>> Begin DATA PROVIDED

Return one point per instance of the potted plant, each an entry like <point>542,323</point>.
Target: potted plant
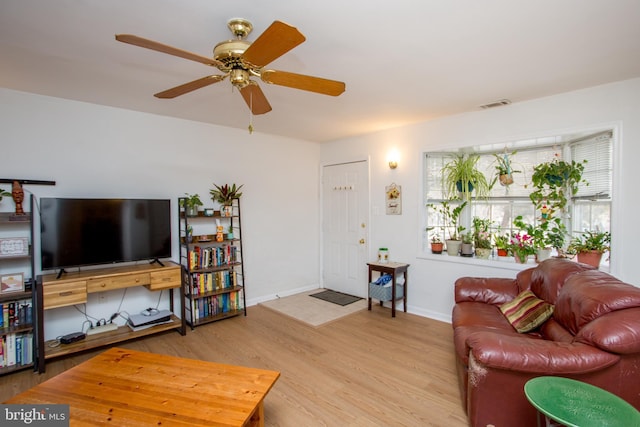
<point>590,246</point>
<point>502,244</point>
<point>191,203</point>
<point>466,248</point>
<point>482,237</point>
<point>521,246</point>
<point>224,194</point>
<point>4,193</point>
<point>461,177</point>
<point>450,217</point>
<point>437,246</point>
<point>504,171</point>
<point>555,182</point>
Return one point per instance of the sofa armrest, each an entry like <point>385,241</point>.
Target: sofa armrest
<point>523,353</point>
<point>488,290</point>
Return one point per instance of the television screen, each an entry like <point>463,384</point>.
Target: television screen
<point>80,232</point>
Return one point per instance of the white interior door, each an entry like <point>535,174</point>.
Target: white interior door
<point>345,196</point>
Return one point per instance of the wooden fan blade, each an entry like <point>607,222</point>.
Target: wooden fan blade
<point>300,81</point>
<point>191,86</point>
<point>150,44</point>
<point>255,99</point>
<point>276,40</point>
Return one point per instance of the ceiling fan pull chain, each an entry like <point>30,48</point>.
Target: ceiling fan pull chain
<point>251,113</point>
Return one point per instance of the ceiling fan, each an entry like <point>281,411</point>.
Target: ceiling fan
<point>239,60</point>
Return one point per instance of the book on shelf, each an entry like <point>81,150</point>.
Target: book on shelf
<point>16,313</point>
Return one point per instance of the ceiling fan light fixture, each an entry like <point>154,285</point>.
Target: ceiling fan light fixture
<point>239,77</point>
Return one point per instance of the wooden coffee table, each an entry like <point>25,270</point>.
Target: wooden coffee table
<point>132,388</point>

>> End DATA PROVIDED

YOUR GOAL ->
Copy out all the records again, putting "Label" in place of every "Target" and changing nothing else. Leave the pictures out.

EXERCISE RESULT ->
Return one point per instance of the potted plant, each an entry like <point>542,323</point>.
Label: potted plant
<point>590,246</point>
<point>502,244</point>
<point>191,203</point>
<point>466,248</point>
<point>482,237</point>
<point>521,246</point>
<point>224,194</point>
<point>4,193</point>
<point>461,177</point>
<point>450,217</point>
<point>437,246</point>
<point>504,171</point>
<point>555,182</point>
Return one point per instance of the sofa armrest, each an entry like <point>385,241</point>.
Label: sofa armrest
<point>523,353</point>
<point>488,290</point>
Return one point per instance of the television screen, each an entry like <point>463,384</point>.
Label: television screen
<point>80,232</point>
Return one point per instance of the white interior door, each an entry like <point>535,174</point>.
Label: white interior door
<point>345,196</point>
Return one point per instance of the wooden fan blade, each an entry like <point>607,222</point>.
Label: wooden fan blade
<point>300,81</point>
<point>191,86</point>
<point>150,44</point>
<point>255,99</point>
<point>276,40</point>
Return one point per instance of the ceiling fan pull chain, each an entry like <point>30,48</point>.
Label: ceiling fan pull chain
<point>251,113</point>
Return one point per instance of the ceiling fan, each an entry like <point>281,411</point>.
Label: ceiling fan
<point>239,60</point>
Return one point per instance of the book on shelf, each an entry like <point>81,150</point>.
Label: book on shelf
<point>16,313</point>
Return one point per instance of the ceiling fan light fixture, each an entry like <point>154,285</point>.
Label: ceiling fan light fixture
<point>239,77</point>
Return one point per instance of the wooden coffee table, each an entry like <point>25,270</point>.
Label: wooden coffee table
<point>132,388</point>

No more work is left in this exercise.